* _PROBLEM 1_:
According to the excerpt on Rožman's wartime messages, on what date did he issue his pastoral letter on the dangers of godless communism?
* _PROBLEM 2_:
Translate this sentence from the excerpt on Rožman's wartime messages into Spanish: "In his Christmas message to the Slovene Home Guard in 1944, Rožman talked about shepherds in Bethlehem keeping watch over their flock in the fields and asked the Home Guard to take an example by them."

* _SOURCE EXTRACT_:
== == ==
In his Pastoral letter on the dangers of godless communism (Pastirsko pismo o nevarnosti brezbožnega komunizma) on 30 November 1943 he urged Catholics to "fight godless communism" through prayers. Rožman wrote

I know that advocates of communism and some other blind Catholics will reproach me that I am meddling in politics in a pastoral letter, which isn't a matter for a bishop and doesn't appertain to the Church. But, dear believers, the battle against communism isn't political, but a religious matter, as it touches upon belief in God, one of the most basic truths of every faith, especially our Christian faith. To reject atheistic doctrines, to defend the truths of our global religion is a religious matter and a religious duty, that admits everyone with common sense. (Note: "Vem, da mi bodo zagovorniki komunizma in še nekateri zaslepljeni katoličani očitali, da se s tem pastirskim pismom vmešavam v politiko, kar ni zadeva škofa in kar ne spada v cerkev. Toda, predragi verniki, boj proti brezbožnemu komunizmu ni politika, ampak verska zadeva, saj se vendar tiče vere v Boga, torej najbolj osnovne resnice vsake vere, posebno še naše krščanske vere. Zavračati brezbožne nauke, braniti resnice naše svete vere je verska zadeva in verska dolžnost, to pač spozna vsak, ki ima zdravo pamet.")

In his Christmas message to the Slovene Home Guard in 1944, Rožman talked about shepherds in Bethlehem keeping watch over their flock in the fields and asked the Home Guard to take an example by them.

You are defending your nation against wolves and jackals who destroy lives and property of their own fellow-countrymen, against 'tenants, who do not care about their sheep', who are poisoning souls with foreign mentality of godless communism and through that they break down the spiritual foundations, on which all the spiritual wealth that we have in common with Christian Europe, has been built for centuries. (Note: "Vi branite svoj narod pred volkovi in šakali, ki uničujejo življenje in imetje svojim lastnim rojakom, pred »najemniki, ki jim za ovce ni skrb«, ki s tujo miselnostjo brezbožnega komunizma zastrupljajo duše in s tem rušijo duhovne temelje, na katerih je bilo v stoletjih zgrajeno vse, kar imamo duhovnega bogastva, skupnega s krščansko Evropo.")
== == ==
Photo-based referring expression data
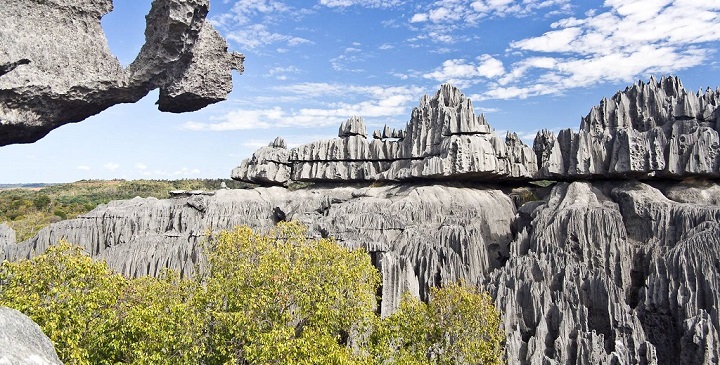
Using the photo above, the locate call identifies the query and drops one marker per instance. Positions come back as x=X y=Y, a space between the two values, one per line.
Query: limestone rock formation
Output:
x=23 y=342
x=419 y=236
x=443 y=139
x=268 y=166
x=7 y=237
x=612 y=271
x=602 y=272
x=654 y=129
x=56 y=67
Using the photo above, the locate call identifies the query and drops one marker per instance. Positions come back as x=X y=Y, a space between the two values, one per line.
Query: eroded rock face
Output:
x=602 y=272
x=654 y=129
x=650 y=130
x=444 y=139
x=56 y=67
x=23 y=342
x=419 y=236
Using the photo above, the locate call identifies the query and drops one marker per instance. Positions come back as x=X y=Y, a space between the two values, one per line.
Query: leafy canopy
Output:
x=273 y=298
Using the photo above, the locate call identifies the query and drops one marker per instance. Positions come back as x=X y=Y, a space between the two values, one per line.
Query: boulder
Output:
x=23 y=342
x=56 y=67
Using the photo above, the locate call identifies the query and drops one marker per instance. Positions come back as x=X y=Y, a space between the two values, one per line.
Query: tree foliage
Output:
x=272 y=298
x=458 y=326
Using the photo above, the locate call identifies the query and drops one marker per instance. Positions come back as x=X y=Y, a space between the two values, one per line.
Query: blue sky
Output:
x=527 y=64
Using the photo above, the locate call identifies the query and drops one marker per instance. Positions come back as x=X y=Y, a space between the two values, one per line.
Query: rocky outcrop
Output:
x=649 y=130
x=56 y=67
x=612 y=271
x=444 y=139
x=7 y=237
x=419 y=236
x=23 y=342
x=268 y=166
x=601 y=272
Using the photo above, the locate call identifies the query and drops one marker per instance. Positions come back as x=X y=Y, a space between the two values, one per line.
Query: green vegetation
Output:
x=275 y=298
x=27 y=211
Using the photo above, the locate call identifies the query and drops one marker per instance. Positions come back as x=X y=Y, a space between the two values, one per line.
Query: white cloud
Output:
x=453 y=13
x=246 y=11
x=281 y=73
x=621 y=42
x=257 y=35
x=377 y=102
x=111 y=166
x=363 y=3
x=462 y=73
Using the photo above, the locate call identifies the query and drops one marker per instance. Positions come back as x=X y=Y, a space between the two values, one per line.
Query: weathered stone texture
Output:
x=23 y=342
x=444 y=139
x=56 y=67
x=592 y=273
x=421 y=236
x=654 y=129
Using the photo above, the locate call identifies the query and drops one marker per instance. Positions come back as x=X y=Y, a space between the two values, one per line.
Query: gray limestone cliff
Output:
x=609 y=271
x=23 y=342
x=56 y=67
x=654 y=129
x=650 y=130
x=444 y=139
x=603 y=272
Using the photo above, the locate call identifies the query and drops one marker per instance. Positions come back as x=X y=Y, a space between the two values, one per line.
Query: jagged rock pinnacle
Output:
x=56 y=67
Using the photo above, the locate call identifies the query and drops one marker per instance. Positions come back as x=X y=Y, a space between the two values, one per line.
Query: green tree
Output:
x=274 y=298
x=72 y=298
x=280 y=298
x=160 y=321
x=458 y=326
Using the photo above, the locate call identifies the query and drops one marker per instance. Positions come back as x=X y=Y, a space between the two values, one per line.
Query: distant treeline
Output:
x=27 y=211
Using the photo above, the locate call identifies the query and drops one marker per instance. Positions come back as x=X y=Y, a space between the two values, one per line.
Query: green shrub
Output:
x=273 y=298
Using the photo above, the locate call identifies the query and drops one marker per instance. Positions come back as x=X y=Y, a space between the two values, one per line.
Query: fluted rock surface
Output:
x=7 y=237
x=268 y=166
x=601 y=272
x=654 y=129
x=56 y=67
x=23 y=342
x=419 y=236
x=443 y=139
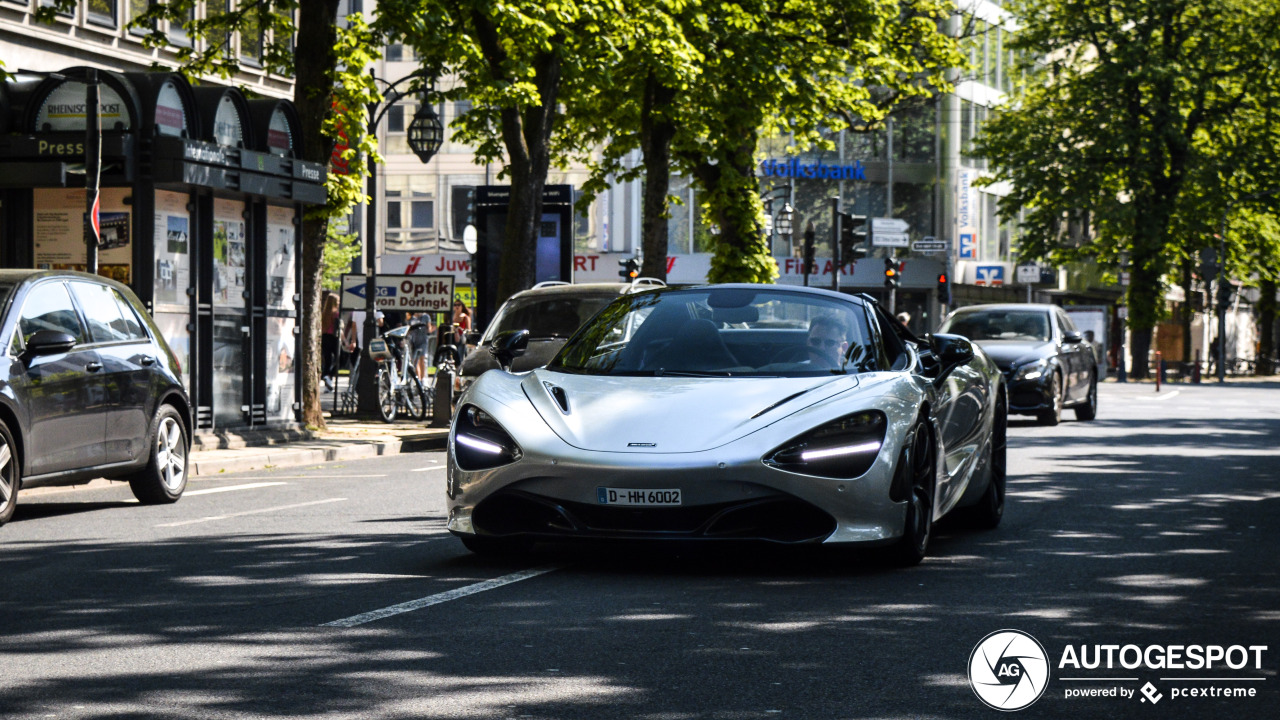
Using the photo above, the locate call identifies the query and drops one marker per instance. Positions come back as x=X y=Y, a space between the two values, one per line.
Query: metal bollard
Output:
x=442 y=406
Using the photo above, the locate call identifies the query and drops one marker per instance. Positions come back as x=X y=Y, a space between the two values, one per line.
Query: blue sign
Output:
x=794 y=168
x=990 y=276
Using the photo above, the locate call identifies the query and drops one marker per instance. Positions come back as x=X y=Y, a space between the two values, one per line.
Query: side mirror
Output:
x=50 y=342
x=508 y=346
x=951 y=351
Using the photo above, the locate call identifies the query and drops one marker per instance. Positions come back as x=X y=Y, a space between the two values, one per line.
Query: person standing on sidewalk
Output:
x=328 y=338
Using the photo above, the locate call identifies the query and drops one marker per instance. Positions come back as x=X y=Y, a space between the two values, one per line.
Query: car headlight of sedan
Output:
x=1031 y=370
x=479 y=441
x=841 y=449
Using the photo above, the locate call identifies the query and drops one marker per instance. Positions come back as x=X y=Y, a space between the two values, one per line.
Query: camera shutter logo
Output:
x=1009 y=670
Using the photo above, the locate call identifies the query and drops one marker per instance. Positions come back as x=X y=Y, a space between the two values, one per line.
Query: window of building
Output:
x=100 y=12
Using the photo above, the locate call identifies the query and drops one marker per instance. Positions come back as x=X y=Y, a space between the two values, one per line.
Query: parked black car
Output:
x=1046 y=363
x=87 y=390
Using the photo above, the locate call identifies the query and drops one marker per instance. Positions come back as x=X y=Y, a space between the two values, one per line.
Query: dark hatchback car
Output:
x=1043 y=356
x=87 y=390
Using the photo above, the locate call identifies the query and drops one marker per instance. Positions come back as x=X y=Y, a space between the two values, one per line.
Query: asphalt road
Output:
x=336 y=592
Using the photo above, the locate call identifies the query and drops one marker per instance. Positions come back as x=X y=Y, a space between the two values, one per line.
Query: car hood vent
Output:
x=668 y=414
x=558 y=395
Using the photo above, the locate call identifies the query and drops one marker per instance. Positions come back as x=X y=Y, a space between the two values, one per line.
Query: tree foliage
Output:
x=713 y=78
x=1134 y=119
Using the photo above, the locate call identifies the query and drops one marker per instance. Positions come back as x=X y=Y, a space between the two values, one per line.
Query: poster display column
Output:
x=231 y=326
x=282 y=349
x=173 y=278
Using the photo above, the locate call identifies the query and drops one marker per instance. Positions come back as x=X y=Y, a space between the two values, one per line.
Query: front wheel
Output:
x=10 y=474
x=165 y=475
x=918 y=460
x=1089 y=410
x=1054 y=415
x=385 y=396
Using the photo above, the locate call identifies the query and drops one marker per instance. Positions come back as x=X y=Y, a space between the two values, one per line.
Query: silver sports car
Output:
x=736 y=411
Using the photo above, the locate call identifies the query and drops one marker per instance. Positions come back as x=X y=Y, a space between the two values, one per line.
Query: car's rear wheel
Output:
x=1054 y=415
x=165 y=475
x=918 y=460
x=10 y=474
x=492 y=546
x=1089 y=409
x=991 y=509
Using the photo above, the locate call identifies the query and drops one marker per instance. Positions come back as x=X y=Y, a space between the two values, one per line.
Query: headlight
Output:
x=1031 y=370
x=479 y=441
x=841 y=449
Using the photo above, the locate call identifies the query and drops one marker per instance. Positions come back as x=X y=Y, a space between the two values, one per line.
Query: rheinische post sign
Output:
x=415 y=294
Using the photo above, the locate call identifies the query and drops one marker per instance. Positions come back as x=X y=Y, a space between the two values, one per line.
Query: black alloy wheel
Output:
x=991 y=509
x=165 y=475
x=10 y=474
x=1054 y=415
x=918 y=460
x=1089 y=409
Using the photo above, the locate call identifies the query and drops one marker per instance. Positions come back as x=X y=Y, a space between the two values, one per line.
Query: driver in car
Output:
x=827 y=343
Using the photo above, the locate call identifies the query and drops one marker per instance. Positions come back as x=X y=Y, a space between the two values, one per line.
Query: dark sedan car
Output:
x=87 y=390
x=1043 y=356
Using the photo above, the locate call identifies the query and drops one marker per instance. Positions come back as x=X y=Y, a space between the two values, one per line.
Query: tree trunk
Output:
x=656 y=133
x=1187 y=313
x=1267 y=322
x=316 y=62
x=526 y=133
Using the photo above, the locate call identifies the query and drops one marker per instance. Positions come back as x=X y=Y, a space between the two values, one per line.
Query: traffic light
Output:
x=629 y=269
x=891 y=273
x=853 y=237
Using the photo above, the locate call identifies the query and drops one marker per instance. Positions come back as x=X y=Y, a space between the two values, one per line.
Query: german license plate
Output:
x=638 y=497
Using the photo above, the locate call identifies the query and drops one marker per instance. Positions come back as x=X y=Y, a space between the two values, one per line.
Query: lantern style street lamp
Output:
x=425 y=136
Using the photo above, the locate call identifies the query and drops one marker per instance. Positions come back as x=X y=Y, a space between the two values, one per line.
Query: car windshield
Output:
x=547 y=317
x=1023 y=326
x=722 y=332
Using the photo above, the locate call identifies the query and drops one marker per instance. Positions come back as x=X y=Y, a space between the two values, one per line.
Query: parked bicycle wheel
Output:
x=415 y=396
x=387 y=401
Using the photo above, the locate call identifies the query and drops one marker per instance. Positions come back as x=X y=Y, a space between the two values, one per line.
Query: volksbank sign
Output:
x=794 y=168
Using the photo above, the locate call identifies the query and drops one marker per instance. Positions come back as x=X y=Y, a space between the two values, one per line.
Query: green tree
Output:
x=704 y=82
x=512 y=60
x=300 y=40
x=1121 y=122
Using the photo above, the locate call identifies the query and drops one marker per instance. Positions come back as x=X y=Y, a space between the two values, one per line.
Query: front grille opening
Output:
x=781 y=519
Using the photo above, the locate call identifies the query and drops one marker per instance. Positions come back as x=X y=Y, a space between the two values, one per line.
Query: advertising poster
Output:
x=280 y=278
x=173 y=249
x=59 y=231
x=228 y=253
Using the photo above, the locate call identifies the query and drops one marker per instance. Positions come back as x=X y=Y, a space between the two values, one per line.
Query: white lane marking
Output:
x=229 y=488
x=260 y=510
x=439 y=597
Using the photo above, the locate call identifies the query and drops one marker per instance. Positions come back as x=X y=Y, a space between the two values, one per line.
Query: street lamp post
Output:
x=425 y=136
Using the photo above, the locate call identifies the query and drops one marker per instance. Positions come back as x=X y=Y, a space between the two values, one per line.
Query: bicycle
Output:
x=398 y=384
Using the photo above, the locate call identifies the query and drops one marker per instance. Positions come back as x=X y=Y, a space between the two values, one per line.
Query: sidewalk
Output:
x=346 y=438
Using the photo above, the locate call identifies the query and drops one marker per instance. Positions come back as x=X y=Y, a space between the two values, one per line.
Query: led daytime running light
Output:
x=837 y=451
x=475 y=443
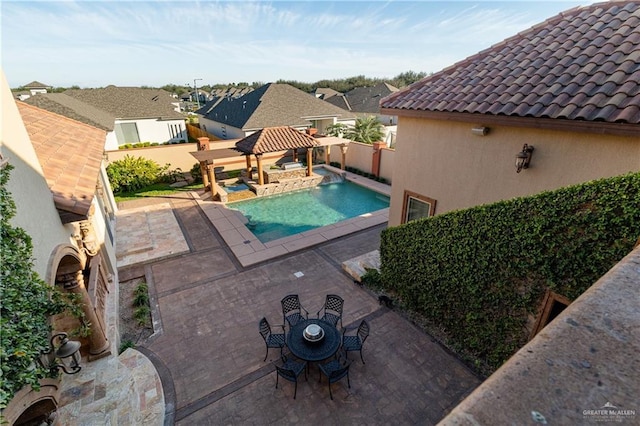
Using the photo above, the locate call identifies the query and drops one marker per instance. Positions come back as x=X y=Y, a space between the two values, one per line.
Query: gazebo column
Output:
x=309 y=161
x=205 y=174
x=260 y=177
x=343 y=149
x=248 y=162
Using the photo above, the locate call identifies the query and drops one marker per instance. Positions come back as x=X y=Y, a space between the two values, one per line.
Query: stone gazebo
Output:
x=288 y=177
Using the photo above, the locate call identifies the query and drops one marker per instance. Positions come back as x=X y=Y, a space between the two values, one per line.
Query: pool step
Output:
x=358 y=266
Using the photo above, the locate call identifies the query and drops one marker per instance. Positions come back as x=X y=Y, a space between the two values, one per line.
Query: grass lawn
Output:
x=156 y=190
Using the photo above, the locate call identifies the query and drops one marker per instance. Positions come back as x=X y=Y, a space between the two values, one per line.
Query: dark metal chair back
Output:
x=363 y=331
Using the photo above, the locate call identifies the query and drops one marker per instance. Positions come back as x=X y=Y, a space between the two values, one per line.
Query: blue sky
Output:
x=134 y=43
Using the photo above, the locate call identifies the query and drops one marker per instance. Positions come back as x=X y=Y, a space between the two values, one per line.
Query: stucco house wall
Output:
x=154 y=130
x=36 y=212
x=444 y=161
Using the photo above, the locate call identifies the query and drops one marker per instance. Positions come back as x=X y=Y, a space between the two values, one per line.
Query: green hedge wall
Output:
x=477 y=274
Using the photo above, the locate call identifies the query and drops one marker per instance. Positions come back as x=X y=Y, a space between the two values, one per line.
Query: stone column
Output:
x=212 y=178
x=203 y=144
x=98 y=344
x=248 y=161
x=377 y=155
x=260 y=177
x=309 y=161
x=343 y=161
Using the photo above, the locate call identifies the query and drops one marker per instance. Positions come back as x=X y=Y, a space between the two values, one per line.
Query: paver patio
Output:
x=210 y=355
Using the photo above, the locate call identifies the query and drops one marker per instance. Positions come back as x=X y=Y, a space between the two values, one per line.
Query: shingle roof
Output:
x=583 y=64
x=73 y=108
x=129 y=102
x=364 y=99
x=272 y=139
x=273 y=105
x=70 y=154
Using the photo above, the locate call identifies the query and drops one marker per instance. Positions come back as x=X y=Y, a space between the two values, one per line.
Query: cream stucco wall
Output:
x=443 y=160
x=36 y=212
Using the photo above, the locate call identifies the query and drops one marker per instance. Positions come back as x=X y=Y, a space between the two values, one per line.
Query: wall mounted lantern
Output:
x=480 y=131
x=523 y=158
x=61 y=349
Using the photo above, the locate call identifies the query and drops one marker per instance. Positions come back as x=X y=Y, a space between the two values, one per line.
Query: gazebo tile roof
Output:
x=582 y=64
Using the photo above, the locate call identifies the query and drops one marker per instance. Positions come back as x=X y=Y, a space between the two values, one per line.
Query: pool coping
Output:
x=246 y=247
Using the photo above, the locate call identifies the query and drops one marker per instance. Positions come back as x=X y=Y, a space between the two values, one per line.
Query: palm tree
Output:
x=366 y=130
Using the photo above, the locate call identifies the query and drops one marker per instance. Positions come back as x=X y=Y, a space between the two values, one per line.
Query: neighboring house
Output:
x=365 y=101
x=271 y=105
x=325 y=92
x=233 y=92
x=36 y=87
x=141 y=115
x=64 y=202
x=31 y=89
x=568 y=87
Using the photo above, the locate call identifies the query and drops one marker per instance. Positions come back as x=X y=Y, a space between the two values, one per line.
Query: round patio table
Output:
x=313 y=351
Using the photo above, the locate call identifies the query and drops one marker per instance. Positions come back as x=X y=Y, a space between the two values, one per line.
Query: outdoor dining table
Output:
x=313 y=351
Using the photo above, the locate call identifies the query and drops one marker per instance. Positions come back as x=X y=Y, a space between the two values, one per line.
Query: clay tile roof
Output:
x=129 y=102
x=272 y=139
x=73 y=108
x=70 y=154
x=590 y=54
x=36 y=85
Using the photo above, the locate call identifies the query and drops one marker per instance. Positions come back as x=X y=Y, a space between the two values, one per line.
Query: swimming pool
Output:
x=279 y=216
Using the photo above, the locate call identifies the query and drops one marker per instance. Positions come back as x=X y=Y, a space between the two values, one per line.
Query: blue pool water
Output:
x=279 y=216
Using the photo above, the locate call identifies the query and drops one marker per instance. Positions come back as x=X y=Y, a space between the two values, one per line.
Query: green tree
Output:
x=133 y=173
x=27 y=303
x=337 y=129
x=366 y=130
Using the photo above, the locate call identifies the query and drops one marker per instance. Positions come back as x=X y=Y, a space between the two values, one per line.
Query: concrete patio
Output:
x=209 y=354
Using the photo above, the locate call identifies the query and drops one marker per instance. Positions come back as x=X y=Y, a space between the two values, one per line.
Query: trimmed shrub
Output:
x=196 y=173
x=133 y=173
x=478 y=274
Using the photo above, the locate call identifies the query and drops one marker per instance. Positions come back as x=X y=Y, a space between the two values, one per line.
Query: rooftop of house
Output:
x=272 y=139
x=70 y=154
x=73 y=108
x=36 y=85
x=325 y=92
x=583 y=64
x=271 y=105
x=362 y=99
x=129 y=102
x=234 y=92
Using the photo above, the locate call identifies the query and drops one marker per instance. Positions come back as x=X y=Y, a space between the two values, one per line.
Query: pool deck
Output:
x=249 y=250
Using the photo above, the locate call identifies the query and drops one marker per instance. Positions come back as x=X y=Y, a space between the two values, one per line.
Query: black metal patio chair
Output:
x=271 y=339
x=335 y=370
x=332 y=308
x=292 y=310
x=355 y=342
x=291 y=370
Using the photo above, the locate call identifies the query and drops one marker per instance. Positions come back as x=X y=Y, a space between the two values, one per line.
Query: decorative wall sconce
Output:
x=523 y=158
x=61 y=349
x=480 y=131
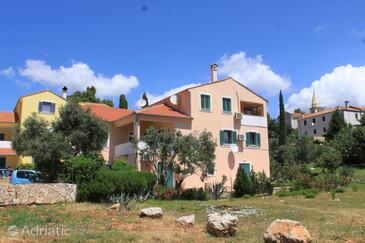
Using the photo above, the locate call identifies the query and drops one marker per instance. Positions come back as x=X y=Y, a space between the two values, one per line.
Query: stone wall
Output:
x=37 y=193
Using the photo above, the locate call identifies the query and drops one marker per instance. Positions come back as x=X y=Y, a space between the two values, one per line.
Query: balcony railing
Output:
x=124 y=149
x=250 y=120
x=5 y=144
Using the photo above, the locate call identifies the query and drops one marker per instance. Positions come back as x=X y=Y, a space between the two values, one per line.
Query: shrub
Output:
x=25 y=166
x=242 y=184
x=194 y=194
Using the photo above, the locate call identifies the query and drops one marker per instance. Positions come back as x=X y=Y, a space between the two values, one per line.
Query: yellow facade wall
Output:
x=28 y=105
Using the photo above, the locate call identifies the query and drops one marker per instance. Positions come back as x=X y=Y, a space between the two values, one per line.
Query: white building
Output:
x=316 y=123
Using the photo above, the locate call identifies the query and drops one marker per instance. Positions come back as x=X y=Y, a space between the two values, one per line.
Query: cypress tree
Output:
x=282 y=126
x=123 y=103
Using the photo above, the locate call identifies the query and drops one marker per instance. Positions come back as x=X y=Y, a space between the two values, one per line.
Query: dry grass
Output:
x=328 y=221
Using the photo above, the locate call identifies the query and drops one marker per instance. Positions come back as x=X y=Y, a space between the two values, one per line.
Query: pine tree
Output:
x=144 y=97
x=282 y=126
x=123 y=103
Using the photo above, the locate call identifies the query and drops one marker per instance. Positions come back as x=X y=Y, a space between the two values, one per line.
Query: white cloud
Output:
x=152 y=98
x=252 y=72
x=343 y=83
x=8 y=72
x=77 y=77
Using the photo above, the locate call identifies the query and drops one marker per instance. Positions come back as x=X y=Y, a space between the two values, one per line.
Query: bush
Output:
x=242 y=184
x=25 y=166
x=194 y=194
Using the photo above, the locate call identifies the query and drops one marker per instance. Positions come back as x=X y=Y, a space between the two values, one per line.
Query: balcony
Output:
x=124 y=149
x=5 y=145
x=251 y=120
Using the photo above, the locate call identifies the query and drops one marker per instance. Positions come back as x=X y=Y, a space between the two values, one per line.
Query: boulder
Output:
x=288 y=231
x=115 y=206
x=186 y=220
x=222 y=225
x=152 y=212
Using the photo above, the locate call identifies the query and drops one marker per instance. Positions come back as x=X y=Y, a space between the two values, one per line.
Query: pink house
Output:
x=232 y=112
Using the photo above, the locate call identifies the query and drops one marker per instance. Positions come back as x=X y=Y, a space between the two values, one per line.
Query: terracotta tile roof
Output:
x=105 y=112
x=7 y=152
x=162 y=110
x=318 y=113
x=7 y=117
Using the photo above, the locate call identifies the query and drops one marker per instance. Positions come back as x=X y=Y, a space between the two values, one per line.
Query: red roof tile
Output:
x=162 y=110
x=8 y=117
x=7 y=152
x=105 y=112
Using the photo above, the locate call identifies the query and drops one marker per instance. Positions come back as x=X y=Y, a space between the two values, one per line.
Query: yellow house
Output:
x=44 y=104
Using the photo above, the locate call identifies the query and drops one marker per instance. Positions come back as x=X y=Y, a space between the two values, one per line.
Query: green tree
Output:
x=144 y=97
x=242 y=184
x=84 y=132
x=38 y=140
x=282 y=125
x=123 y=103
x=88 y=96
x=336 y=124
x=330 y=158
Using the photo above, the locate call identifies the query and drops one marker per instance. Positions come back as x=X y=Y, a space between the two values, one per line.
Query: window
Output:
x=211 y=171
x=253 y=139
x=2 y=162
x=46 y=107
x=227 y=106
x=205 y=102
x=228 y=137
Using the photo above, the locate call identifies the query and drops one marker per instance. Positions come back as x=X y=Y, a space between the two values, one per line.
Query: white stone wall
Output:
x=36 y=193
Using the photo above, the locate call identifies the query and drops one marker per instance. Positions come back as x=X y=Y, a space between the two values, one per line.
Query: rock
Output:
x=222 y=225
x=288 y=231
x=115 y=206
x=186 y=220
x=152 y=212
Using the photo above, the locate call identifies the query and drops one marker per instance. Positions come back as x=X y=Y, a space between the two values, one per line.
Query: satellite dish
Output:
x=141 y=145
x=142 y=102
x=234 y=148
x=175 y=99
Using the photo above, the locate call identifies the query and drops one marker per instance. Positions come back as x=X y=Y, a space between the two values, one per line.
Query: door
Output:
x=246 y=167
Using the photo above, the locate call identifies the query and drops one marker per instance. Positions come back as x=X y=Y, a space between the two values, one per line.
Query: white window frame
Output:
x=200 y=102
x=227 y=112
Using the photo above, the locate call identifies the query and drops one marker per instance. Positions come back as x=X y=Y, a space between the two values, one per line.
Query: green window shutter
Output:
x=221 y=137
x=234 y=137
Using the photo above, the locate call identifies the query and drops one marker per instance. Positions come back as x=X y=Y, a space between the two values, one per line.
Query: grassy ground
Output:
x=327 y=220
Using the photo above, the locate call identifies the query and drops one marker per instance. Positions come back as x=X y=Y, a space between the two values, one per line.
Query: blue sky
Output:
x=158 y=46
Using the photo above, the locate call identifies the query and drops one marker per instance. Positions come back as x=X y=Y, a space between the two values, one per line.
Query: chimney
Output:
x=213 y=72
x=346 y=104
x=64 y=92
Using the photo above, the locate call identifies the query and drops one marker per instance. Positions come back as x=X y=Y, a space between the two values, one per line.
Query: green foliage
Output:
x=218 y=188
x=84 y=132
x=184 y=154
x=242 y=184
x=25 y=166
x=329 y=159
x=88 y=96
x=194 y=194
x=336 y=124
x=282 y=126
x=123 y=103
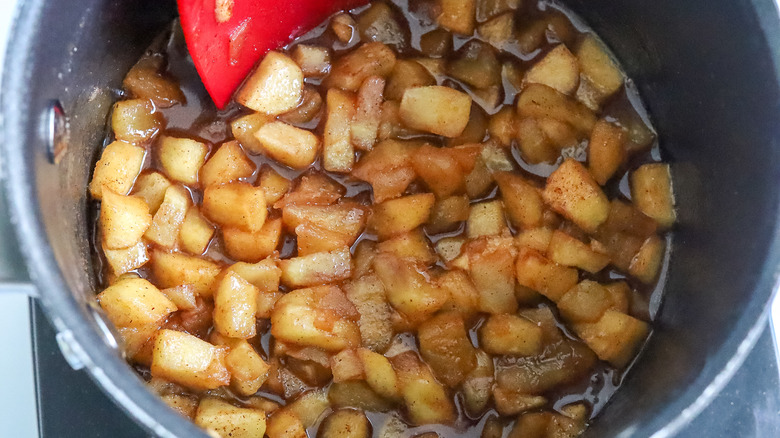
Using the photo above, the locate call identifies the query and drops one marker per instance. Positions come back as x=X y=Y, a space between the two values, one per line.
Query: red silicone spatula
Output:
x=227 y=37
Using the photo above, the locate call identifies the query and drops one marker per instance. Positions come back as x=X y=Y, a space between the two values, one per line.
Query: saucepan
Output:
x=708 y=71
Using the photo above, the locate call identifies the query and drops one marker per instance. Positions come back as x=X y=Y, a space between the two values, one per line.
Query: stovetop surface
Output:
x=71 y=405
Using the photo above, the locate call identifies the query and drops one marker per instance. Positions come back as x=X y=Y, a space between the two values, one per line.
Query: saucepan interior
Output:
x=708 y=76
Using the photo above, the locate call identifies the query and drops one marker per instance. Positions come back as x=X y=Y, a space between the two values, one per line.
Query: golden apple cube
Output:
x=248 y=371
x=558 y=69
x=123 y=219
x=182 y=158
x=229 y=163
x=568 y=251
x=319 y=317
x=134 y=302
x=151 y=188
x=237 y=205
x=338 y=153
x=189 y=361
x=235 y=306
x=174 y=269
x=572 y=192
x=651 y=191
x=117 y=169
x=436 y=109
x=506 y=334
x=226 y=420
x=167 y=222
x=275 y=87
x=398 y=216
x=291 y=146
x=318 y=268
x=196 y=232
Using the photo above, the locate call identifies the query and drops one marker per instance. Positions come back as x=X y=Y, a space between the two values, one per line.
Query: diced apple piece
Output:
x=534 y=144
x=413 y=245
== == ==
* _ANSWER 1_:
30 November 1943

* _ANSWER 2_:
En su mensaje de Navidad a la Guardia Nacional Eslovena en 1944, Rožman habló de los pastores de Belén que vigilaban su rebaño en los campos y pidió a la Guardia Nacional que siguiera su ejemplo.